**TO BE DONE:** Edit the entries from the line with "like x=168 y=193." up to and including the line with "x=125 y=128". Replace "thickest" with "widest" and leave everything else unchanged.

**Excerpts from a location annotation dataset:**
○ ○ ○

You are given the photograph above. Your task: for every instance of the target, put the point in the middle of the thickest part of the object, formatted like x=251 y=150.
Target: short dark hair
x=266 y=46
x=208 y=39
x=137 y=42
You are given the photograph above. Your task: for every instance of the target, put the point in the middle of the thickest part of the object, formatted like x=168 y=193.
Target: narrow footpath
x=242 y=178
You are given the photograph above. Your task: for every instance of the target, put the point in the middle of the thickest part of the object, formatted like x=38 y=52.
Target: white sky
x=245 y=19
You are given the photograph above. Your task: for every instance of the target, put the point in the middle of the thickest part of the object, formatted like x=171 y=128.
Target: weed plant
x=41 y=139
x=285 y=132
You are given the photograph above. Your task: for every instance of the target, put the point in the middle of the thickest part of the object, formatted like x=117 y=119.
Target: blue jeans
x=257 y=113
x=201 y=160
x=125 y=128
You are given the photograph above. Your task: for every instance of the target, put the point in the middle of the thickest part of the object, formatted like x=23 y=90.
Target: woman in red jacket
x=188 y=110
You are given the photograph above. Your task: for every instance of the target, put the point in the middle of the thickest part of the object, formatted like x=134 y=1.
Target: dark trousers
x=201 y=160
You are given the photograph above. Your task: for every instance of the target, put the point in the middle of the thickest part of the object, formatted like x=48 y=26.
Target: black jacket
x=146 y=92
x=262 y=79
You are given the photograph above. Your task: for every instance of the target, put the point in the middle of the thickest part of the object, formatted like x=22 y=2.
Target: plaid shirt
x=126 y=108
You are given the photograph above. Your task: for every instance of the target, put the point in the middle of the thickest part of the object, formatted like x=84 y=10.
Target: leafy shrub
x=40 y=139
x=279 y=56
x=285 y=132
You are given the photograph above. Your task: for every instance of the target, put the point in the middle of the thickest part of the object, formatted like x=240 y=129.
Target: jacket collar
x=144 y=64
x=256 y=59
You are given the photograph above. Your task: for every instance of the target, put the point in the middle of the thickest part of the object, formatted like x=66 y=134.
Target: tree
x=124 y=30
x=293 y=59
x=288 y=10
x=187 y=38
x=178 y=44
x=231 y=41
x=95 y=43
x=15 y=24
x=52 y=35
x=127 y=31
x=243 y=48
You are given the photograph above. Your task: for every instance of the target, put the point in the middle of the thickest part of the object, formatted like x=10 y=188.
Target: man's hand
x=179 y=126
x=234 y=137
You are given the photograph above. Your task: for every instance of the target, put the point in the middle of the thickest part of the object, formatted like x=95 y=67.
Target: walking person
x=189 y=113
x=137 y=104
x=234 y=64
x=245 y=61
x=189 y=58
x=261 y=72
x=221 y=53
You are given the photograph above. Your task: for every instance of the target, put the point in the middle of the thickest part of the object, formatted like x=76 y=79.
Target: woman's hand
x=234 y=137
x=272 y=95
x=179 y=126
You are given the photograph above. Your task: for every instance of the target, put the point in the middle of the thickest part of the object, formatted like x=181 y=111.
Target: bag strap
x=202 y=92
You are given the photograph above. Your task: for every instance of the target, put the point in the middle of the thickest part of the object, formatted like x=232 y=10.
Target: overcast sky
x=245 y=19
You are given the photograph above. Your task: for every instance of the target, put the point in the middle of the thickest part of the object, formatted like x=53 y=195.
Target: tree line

○ ○ ○

**TASK RESULT:**
You are given the photograph above. Your task: for every instance of the target, put the point in the middle of the widest part of the object, formatted like x=168 y=193.
Target: narrow footpath
x=242 y=178
You are given the photograph above. Your task: for every instance of the target, put the point in the middle of the widest part of the object, formatted like x=38 y=52.
Target: white sky
x=245 y=19
You are given the photograph above. Your task: for every instance of the target, put the point in the middle of the widest part of the object, formatted like x=171 y=128.
Target: weed plant
x=41 y=139
x=285 y=132
You are given the photograph above. Your task: for every instance of the target, put the point in the middle of the widest part of the object, formatted like x=117 y=119.
Target: blue jeans
x=257 y=113
x=201 y=160
x=125 y=128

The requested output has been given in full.